PGP fingerprint 2C 6E 98 07 2C 59 C8 97 10 CE 11 E6 04 E0 B9 DD

Ivan Young

unread,
Apr 17, 2007, 11:30:15 AM4/17/07
to
Pat Thoyts wrote:
> "jerry...@gmail.com" <jerry...@gmail.com> writes:
>
>> The results were a little suprising: With 12 (tcl/Tk clients ) running
>> against the Python server the user cpu time
>> was running about two percent. When running against the Tcl server the
>> user cpu time was running about
>> twenty percent!
>
> You don't say what platform and what tcl version you are using. Both
> of which are essential to properly answer your question. Doesn't look
> like Windows so I'll assume linux. On unix systems we create the
> socket and wrap a Tcl_Channel around it. The Tcl unix notifier will
> call our channel functions when something happens. It uses select as
> far as I know. We do something a bit different on Windows and run a
> thread for it and post the messages back to the main thread for
> handling.
>
> Your programs don't really appear to be equivalent -- although I don't
> know enough about python to be sure -- is python reading the data?

Listed entries>
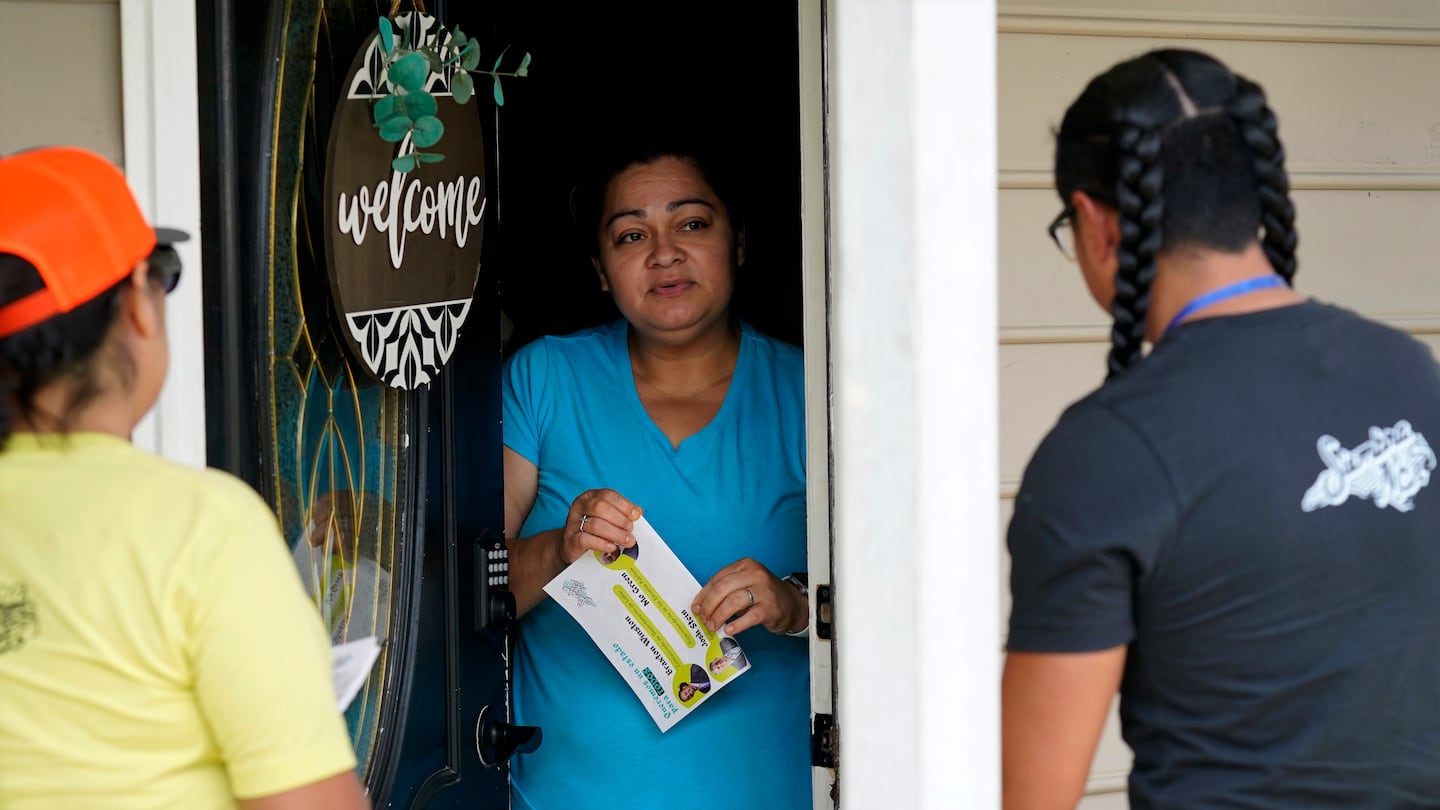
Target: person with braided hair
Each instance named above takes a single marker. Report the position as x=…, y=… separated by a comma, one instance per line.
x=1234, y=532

* * *

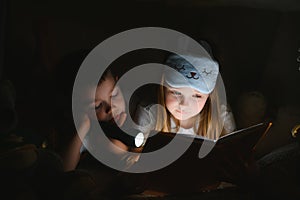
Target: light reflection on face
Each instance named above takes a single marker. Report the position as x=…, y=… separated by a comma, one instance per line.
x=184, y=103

* * *

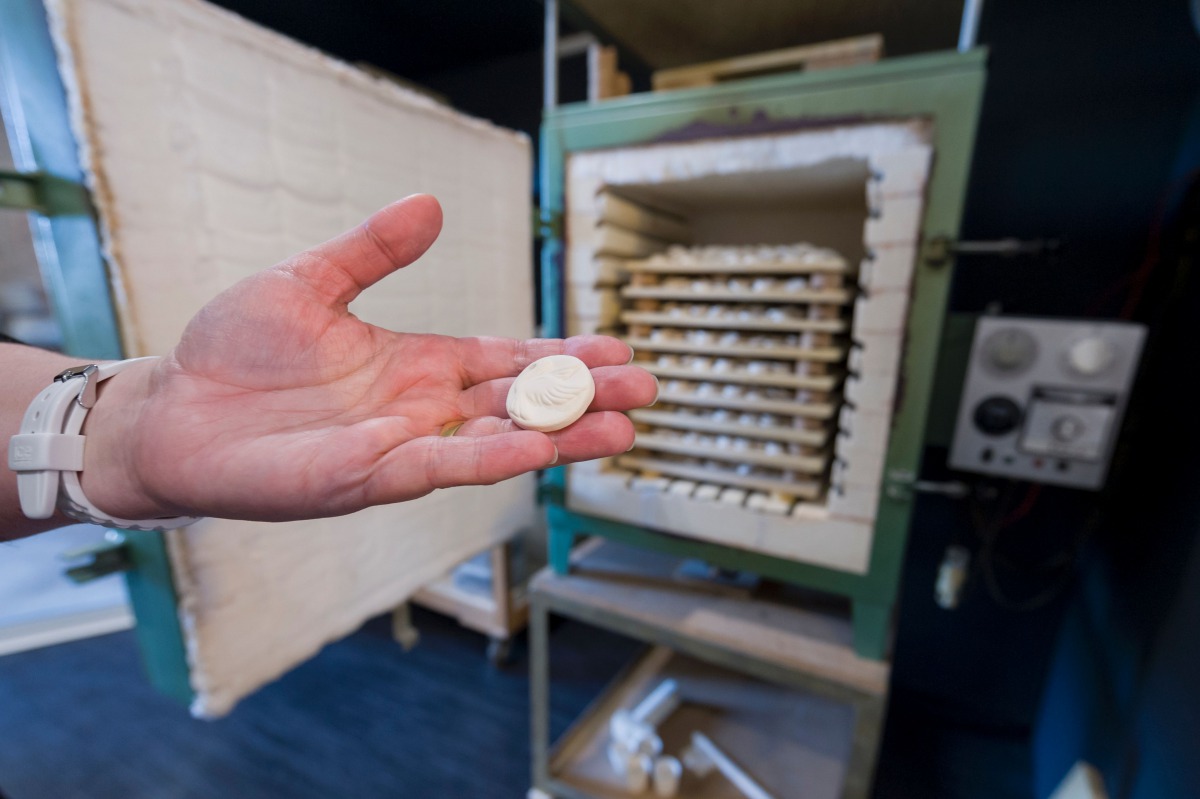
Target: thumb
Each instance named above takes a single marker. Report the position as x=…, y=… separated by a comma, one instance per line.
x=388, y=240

Things to do>
1 – Translate this sentence from the forum thread on Tcl and Python server CPU usage into Spanish: "On unix systems we create the socket and wrap a Tcl_Channel around it."
2 – Summarize the forum thread on Tcl and Python server CPU usage in two sentences.
3 – Carry the forum thread on Tcl and Python server CPU usage forward from its last line.

Task-by-task answers>
1 – En los sistemas unix creamos el socket y lo envolvemos con un Tcl_Channel.

2 – A poster reported that with 12 Tcl/Tk clients running, user CPU time was about two percent against a Python server but about twenty percent against a Tcl server. Pat Thoyts replied that the platform and Tcl version were not given, explained how Tcl handles sockets on unix and Windows, and questioned whether the two programs were equivalent and whether the Python one was reading the data.

3 –
> I suspect that the clock format[clock seconds] might be taking a bit
> of time particularly if this is tcl 8.5.
>
> I'd suggest trying a fixed response to examine just the network
> response in isolation. The fconfigure -peer bit also does dns lookups
> which can be an issue (although in this case not likely as the
> response gets cached by the resolver and you only have the one
> client).
>
I've tried the code given under solaris, tcl 8.4.14, tcludp 1.0.7 &
1.0.8. The server seems to be growing with each message.
Also changing the server reply to a puts to stdio, seems to suggest that
the call-back sendTime is being invoked twice for each message received
from client. At least on this platform, but don't see that with other
test codes, I'll have a closer look at the client side.

Ivan..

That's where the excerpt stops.